Given problem:
According to the interview excerpt, how long did the incident caused by a deployed change take production down?

Excerpted text:
........

So it gives you an idea of how quickly those orders need to come in and get out once we receive them.
That’s a lot of like 300k a day – this is like… How many hours do you work?
It’s a 24/7 operation?
24/7. Okay. So that is 12,500 per hour… That is three and a half orders per second.
That’s crazy, isn’t it?
Every second, 3.5 orders gets ready. Can you imagine that? And that’s like 24/7. That’s crazy. Wow…
And we’re and we’re still quite small in the e-commerce space. It’s gonna be interesting to see where we are this time next year.
Six months ago, you were thinking of starting to use Kubernetes. You have some services now running; you even got to experience what the end users see… What are you thinking in terms of improvements? What is on your list?
Oh, that’s a really hard one… I want to get more tests of our legacy system to run. So we had another incident where we’d essentially deployed a change, and it took production down for like six or seven minutes for our internal stuff… And it would have been caught by a smoke test. Like, outright, the system just wouldn’t have booted. And we’ve now put a deployment pipeline replace which will run those smoke tests and ensure the application boots, and it will just run through a couple of common pages… And that was a result of that incident.
But what we really want to do is gain more confidence that when we deploy anything into production for that existing system, we’re not going to degrade performance, or take down like certain core parts of the application. What we want to probably do is come up with a reasonable time to deploy. Maybe the test harness that runs can’t take more than ten minutes to deploy to production… Because we still want to keep that agility that we’ve got.
One of the real benefits that we’ve got working here is deployment in terms of production is under sort of two or three minutes. And if we have a bug, we can revert really quickly, or we can iterate on it quickly, and push out. So having a deployment pipeline that sits in the way and takes over 10 minutes to run - that’s really going to affect your agility. So yeah, next year I really want the team to work on hardening our deployment pipeline, just so we can keep gaining confidence in what we’re releasing… Especially as we plan to scale our team out, we’re going to have much more commits going through on a daily basis.

........

Supplied data:
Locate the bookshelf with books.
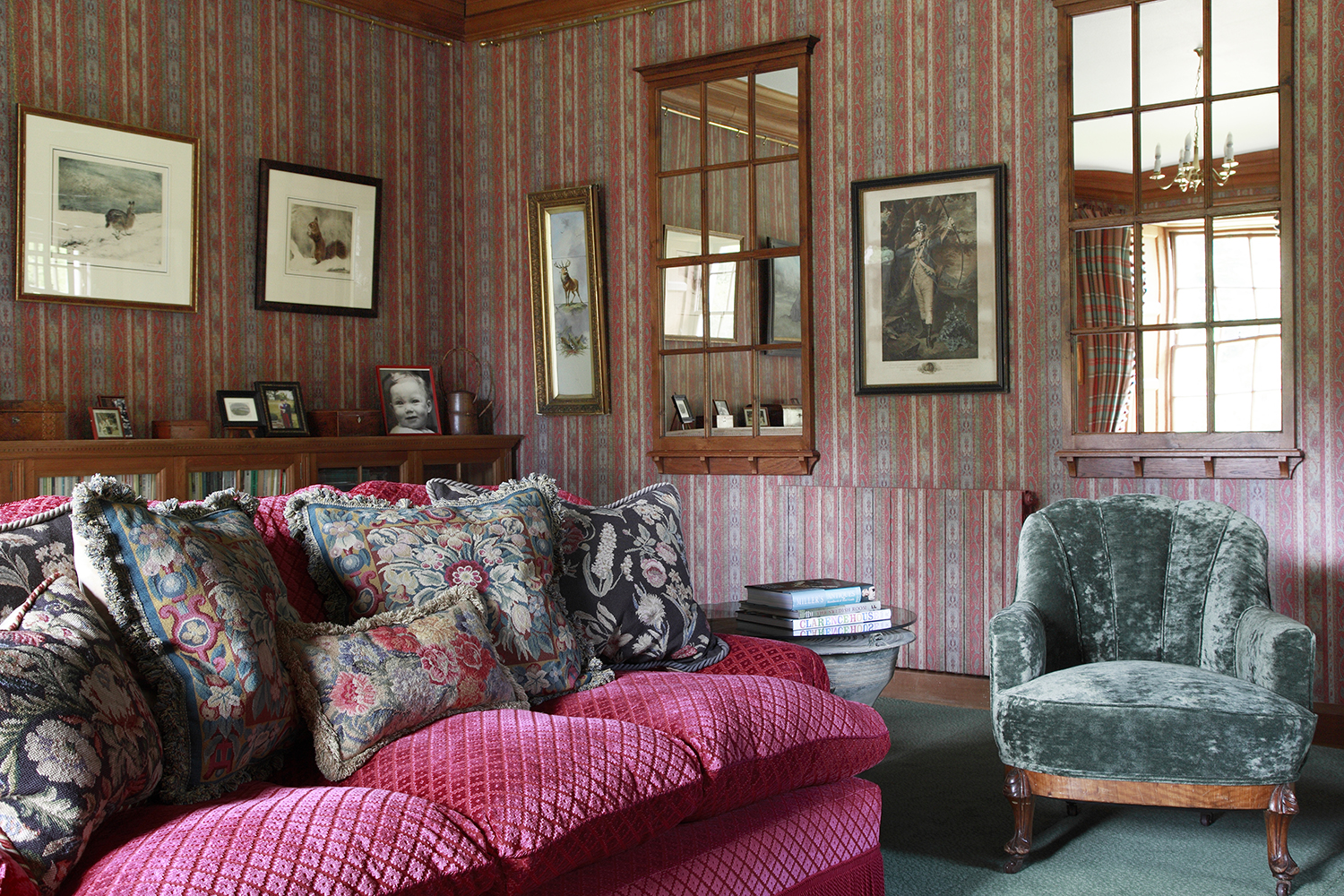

........

Response to the exercise:
About six or seven minutes.